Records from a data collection

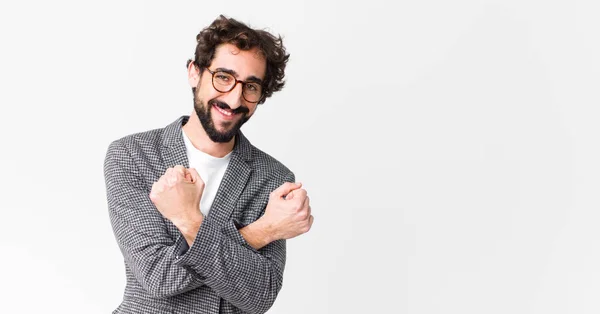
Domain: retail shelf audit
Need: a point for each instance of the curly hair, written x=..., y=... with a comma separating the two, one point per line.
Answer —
x=227, y=30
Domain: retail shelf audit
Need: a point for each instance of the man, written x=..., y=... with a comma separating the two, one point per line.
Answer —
x=200, y=214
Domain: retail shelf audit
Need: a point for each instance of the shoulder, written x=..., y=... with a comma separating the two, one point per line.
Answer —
x=137, y=143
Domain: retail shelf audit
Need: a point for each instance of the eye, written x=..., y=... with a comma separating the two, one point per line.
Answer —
x=253, y=87
x=223, y=77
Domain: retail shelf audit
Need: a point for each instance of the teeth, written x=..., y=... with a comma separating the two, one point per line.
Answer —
x=223, y=111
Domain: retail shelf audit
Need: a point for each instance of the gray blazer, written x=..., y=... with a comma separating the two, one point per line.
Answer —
x=220, y=272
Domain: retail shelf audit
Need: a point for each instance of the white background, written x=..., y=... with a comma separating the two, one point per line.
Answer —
x=450, y=148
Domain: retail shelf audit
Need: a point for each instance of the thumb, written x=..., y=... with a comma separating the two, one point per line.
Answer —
x=195, y=177
x=286, y=188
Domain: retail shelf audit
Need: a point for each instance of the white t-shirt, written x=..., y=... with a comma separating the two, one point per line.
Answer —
x=211, y=170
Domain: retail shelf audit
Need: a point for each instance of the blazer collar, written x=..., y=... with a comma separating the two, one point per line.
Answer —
x=234, y=180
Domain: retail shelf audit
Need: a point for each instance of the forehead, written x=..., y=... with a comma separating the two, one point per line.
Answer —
x=245, y=63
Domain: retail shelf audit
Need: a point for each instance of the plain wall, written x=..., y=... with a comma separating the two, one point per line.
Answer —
x=450, y=148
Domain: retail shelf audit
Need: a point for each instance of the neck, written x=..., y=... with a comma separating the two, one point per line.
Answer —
x=197, y=135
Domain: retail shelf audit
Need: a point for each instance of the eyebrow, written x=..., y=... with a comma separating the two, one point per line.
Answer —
x=251, y=78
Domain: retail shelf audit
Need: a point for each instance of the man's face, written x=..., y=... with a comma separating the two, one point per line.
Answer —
x=222, y=114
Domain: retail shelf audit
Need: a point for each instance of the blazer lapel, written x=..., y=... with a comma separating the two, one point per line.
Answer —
x=234, y=181
x=236, y=175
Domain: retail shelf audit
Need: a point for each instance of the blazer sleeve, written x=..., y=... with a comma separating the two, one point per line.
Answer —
x=249, y=279
x=140, y=229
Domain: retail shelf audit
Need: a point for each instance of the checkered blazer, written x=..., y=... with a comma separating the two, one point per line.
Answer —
x=220, y=272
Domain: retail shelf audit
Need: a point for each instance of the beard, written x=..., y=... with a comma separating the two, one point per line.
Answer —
x=204, y=114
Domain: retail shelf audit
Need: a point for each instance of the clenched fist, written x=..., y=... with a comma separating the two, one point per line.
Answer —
x=288, y=213
x=177, y=195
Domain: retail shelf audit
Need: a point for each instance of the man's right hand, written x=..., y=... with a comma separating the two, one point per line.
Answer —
x=288, y=213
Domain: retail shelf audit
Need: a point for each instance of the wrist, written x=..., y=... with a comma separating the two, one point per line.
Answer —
x=189, y=226
x=268, y=230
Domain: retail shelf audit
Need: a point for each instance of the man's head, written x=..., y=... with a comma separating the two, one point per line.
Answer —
x=235, y=69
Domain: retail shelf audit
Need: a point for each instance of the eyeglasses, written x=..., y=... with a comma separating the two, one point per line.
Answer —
x=225, y=82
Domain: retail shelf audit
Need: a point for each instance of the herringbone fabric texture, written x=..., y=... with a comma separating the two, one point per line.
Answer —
x=220, y=272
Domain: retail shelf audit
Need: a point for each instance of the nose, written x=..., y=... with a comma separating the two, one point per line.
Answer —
x=234, y=97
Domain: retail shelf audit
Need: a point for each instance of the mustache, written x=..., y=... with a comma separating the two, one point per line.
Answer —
x=222, y=105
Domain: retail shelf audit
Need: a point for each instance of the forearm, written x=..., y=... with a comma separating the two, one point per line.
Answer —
x=248, y=279
x=258, y=234
x=151, y=260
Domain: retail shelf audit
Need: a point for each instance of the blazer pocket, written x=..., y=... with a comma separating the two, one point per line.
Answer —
x=133, y=307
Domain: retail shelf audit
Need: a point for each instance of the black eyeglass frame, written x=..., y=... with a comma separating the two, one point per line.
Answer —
x=235, y=84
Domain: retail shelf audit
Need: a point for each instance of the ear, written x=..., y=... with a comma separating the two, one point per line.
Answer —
x=193, y=75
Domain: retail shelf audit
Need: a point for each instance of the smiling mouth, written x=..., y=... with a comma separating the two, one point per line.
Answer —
x=227, y=114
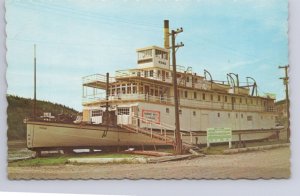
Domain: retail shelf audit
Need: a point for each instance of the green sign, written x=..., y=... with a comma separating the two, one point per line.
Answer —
x=216, y=135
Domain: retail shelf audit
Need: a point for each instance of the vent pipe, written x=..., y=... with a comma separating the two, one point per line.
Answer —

YOUR INSTRUCTIONS –
All records should be output exactly, with the pictures left out.

COMPLETE ANSWER –
Domain: retail shelf audit
Need: a point for each instance of the curly hair, written x=..., y=... with a comma separating the two, one point per line.
Answer —
x=227, y=30
Domain: retail shelf audit
Need: a point for each instance of the man, written x=..., y=... with a comma separating the two, one point per line.
Answer —
x=200, y=214
Domain: retail shelf audit
Need: a point for each instance of the shoulder, written x=..., y=... with a comma separating the two, one point per line.
Answer —
x=137, y=143
Domain: retail shelf audit
Need: a point for each instance of the eye, written x=..., y=... with a comma separating the two, one point per line.
Answer —
x=253, y=87
x=223, y=77
Domain: retail shelf audit
Need: a point for each instance of the teeth, written x=..., y=... with a comma separating the two, one point per line.
Answer —
x=223, y=111
Domain: retail shelf audit
Need: a point for each instance of the gray blazer, written x=..., y=... with a comma separating the two, one point per line.
Answer —
x=220, y=272
Domain: retail shelf audit
Need: a point for each instance of the white background, written x=..., y=... with a comma separating the two, one point per line.
Answer —
x=450, y=148
Domain: retail shelf audit
Need: a point for each instance of the thumb, written x=..., y=... with a comma separating the two, one point per line.
Answer —
x=195, y=177
x=286, y=188
Domain: retail shelf audit
Need: a point for each instance of the white t-shirt, written x=..., y=... with a comma separating the two, one point per line.
Answer —
x=211, y=170
Domain: retail shelf audit
Need: a point for each instance of the blazer collar, written x=..., y=... with a comma separating the two, one point per line.
Answer —
x=234, y=180
Domain: retail shelf audit
Need: a point for each instance of the forehead, written x=..., y=... with a comma separating the two, one point per line.
Answer —
x=245, y=63
Domain: retail shelf audit
Need: a point for each instance of the plain wall, written x=..., y=... with a comma separating the two, one point per line.
Answer —
x=450, y=148
Domain: retail shelf audit
Need: a point for each instance of the neck, written x=..., y=... with a comma separating the two, one point per line.
Answer —
x=197, y=135
Domain: retail shelf audit
Need: a point for each instance of the eyebrow, written x=..., y=... with a comma separating the two, one point per line.
Answer —
x=251, y=78
Domain: retail shelf audit
Need: a point for each instance of the man's face, written x=..., y=... with a comma separating the two, one point per line.
Answer —
x=222, y=114
Domain: retail shelf audit
Need: a point for each instance of the blazer lapel, written x=..., y=... with a comma separating the two, one point per line.
Answer —
x=234, y=181
x=236, y=175
Domain: retail shelf audit
Need: a point for each instance of the blazer sleeve, written x=..., y=... with a comma separating the two, one point per line.
Answer —
x=249, y=279
x=140, y=229
Domain: retail shelf audit
Need: a point for each instance of the checkered blazer, written x=..., y=... with a comma separating the two, one point per line.
Answer —
x=220, y=272
Domain: retail shelf audit
Need: a point for each instance of the beard, written x=..., y=... with a comma separating the two, one point per line.
Answer —
x=204, y=114
Domain: retail shelf audit
Need: a point for each instance of the clenched fist, written x=..., y=... with a comma separating the two, one point per line.
Answer —
x=288, y=213
x=177, y=195
Domain: retail shelf audit
Need: a point for each instance of the man's right hand, written x=..., y=... with a comma separating the two, one point per line.
Answer —
x=288, y=213
Domain: retail shelf audit
Need: a point for each instance of the wrist, written x=..., y=... with a comma separating the two, one point per line.
Answer —
x=189, y=226
x=268, y=230
Domain: retail shelf audit
Need: a point for each instance of the man's head, written x=..., y=... with a comma separating the two, one point per line.
Answer —
x=235, y=69
Domain: retail shelf audit
Need: a point for each instance of the eyeglasses, written x=..., y=... with a comma separating the two, one point per line.
Answer —
x=225, y=82
Domain: retail shelf audit
Need: a point for each instance of the herringbone fabric texture, written x=..., y=... with a comma separating the two, one point per line.
Answer —
x=220, y=272
Domain: retail shelf audit
Need: a point for each instance of the nose, written x=..., y=... with a comma separating the two, one point per line.
Answer —
x=234, y=97
Domain: retail shelf audit
Need: a point for each instance of the mustache, written x=..., y=... with a comma separating the two, one point per line.
Answer —
x=222, y=105
Domain: retail shelf audit
Need: a point for each instance of the forearm, written x=..., y=... with a comma separating the two, one point per line.
Answer —
x=248, y=279
x=258, y=234
x=151, y=260
Domain: retail shelf audit
Need: a point for each instance of the blazer pocket, written x=..., y=... with a comma separating the two, one point per line.
Answer —
x=133, y=307
Domain: retail shelf audit
Need: a point for each instance of the black eyeglass frame, written x=..., y=... with a comma separating the two, one point per line.
Answer —
x=235, y=84
Domain: retail shelf audit
Need: a point for each instance of the ear, written x=..., y=... with a comma separating the two, one point per line.
Answer —
x=193, y=75
Domain: retail shelf audit
Need: a point for each instance of the smiling mouth, written x=..., y=... with a comma separating the two, one point per line.
Answer —
x=227, y=114
Domain: retail shelf audit
Need: a point for each instance of the green sign, written x=..., y=... with a comma separating the two, one point per line.
Answer —
x=216, y=135
Domain: retail shelf audit
Need: a point for each instance of the vent pipe, written x=..., y=... with a comma separating the two, one point per line.
Answer —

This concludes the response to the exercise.